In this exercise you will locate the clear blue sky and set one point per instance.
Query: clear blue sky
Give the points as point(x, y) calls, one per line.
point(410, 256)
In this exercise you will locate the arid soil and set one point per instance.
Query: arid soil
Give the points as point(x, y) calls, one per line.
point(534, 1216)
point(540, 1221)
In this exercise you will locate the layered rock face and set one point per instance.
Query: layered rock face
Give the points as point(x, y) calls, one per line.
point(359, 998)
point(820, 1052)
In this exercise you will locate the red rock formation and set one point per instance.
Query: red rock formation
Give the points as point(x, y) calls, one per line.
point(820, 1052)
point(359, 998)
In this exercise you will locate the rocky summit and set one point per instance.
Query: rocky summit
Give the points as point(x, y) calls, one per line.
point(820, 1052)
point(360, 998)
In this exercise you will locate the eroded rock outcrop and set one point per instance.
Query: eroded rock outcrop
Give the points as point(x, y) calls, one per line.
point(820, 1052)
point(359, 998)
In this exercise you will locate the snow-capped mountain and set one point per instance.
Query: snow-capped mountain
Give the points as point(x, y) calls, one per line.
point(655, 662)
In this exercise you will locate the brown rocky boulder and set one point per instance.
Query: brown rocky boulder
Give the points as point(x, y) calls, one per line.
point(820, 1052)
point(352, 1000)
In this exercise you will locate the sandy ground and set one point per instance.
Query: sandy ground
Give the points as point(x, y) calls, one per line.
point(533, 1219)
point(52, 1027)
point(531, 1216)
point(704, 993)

▶ Task description: Taking the material above, extract exactly and only the lines from the line with "In this exercise you will locate the rocky" to the line with "Query: snow-capped mountain", inclusive of both.

▶ Response to this task:
In this exercise you will locate the rocky summit and set one point per instance.
Query: rocky summit
Give the points as point(x, y) calls, one per line.
point(820, 1052)
point(360, 998)
In this exercise you will locate the eroded rock outcrop and set one point per instance.
Query: eroded rock outcrop
Give the points as point(x, y) calls, one per line.
point(820, 1052)
point(359, 998)
In this exercise you will locate the snow-capped mountain and set one point per instance.
Query: snow-capped mountain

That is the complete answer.